→ DOCUMENT TEXT
┌──
If they can't be blocked out, then why not the second option? I mean there is no need for so many threads to be made, why not just lock out members who register on that day from making topics during the time of the flood?


----------



## p1ngpong (Sep 9, 2010)

A Gay Little Cat Boy said:
			
		

> If they can't be blocked out, then why not the second option? I mean there is no need for so many threads to be made, why not just lock out members who register on that day from making topics during the time of the flood?



Unless you also block their posting ability completely there is not much point in even doing that. The people who would make these topics would inevitably just spam up the release threads or other threads with what they wanted to post instead.

These big releases are just a tsunami wave that regular members have to brace themselves for and the staff have to deal with. Its unavoidable really.


----------



## The Catboy (Sep 9, 2010)

p1ngpong said:
			
		

> A Gay Little Cat Boy said:
> 
> 
> 
> ...


I guess it was a wise idea that I made the EOF bunker just in case something like this ever happened.
EDIT: But in all seriousness. It was just a idea I felt should have been thrown out there. I just don't want to see a repeat of what happened last time really.


----------



## The Pi (Sep 9, 2010)

I joined here during the last "flood" I didn't even know a new pokemon game was coming out 
	

	
	
		
		

		
			





Other forums make every new thread (by newcomers) and sometimes even posts (but thats a bit silly I think) be approved by a mod before it gets posted, why not do that here for awhile.


----------



## _Chaz_ (Sep 9, 2010)

Lock the "Register Button": *No*

Disable Low Level Threads: *Yes, Yes, a million times yes.*


----------



## Hadrian (Sep 9, 2010)

The Pi said:
			
		

> Other forums make every new thread (by newcomers) and sometimes even posts (but thats a bit silly I think) be approved by a mod before it gets posted, why not do that here for awhile.


Something to do having to deal with many posts and not having so many staff members on at certain times. Sometimes we have a lot but they're dealing with more important things or just using the forum in their spare time.

You'll also get idiots posting the same thing over and over wondering why its not being posted.


----------



## raulpica (Sep 9, 2010)

Gaydrian said:
			
		

> The Pi said:
> 
> 
> 
> ...


And then they'll start flooding the Bug Reports section because their "forumz duznt werk".


----------



## giratina16 (Sep 9, 2010)

I would say just stop them from making topics. Oooh I bet there will be loads of "OMG why won't it work on my R4?", "Is there a translation patch?" and "Are there any AR codes?" etc.


----------



## The Catboy (Sep 9, 2010)

giratina16 said:
			
		

> I would say just stop them from making topics. Oooh I bet there will be loads of "OMG why won't it work on my R4?", "Is there a translation patch?" and "Are there any AR codes?" etc.


Not as much R4 nowadays with the glory of R4 Wood, but there will be more threads on the M3 Forums since the M3's updates have really slowed down.


----------



## Clookster (Sep 9, 2010)

Actually we'll need an easy-to-use YSMenu for M3 soon. Pong's DSTT-updates are very good.

I hope somebody will write a tutorial soon...


----------



## tj_cool (Sep 9, 2010)

I thought the servers were updated to withstand noob floods.

Well, even if they haven't, blocking topic creation won't help.


----------



## _Chaz_ (Sep 9, 2010)

tj_cool said:
			
		

> I thought the servers were updated to withstand noob floods.
└──
→ SOURCE DATA
┌──
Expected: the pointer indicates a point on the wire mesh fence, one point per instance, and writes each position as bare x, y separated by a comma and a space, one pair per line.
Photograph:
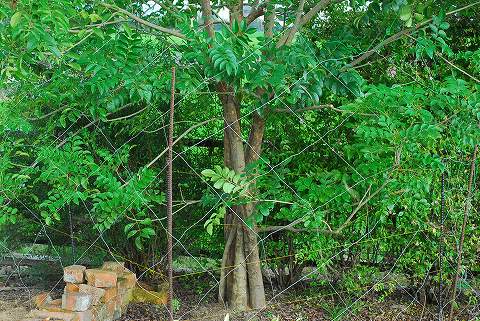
└──
→ AIM OF THE EXERCISE
Carry on the forum thread on new-member floods from the point where it stops. The data is separate material and has no connection to the forum thread on new-member floods.

→ ANSWER FOR THE TASK
> 
> Well, even if they haven't, blocking topic creation won't help.


How so?
Posting irrelevantly in threads will result in warnings/bans.


----------



## The Catboy (Sep 9, 2010)

Since I remember the last messes with big releases I had a strange idea. When the Pokemon Black and white roms are dumbed, there will be more than likely an AP on them. And we all know the huge mess that is going to cause. So as an idea, I think the site should lock out the Register button for a few days/weeks so we don't get as many people coming on all at once. It won't solve nor stop the problem, but it will make the site a little easier to mange without all the new accounts being made all at once.
As well another idea was given to me by CamulaHikari. If not that not allow low levels during X amount of time not be allowed to make new topics. Again it won't completely solve the problem, but after the last mess this site went there, I think we should seriously bunker down the site so we don't have a repeat of last few times.


----------



## Berthenk (Sep 9, 2010)

_Chaz_ said:
			
		

> tj_cool said:
> 
> 
> 
> ...


Who're going through the posts and have to fish the irrelevant posts out? Yep, the mods and admins.
Since the 'temp doesn't have a big amount of them, this is simply impossible.


----------



## Sterling (Sep 9, 2010)

Berthenk said:
			
		

> _Chaz_ said:
> 
> 
> 
> ...


Since that's the case, I would say a few people would get temporary mod powers in the DS sections, and General Consoles.  I mean, we do have a few members here who could be trusted with the temporary status.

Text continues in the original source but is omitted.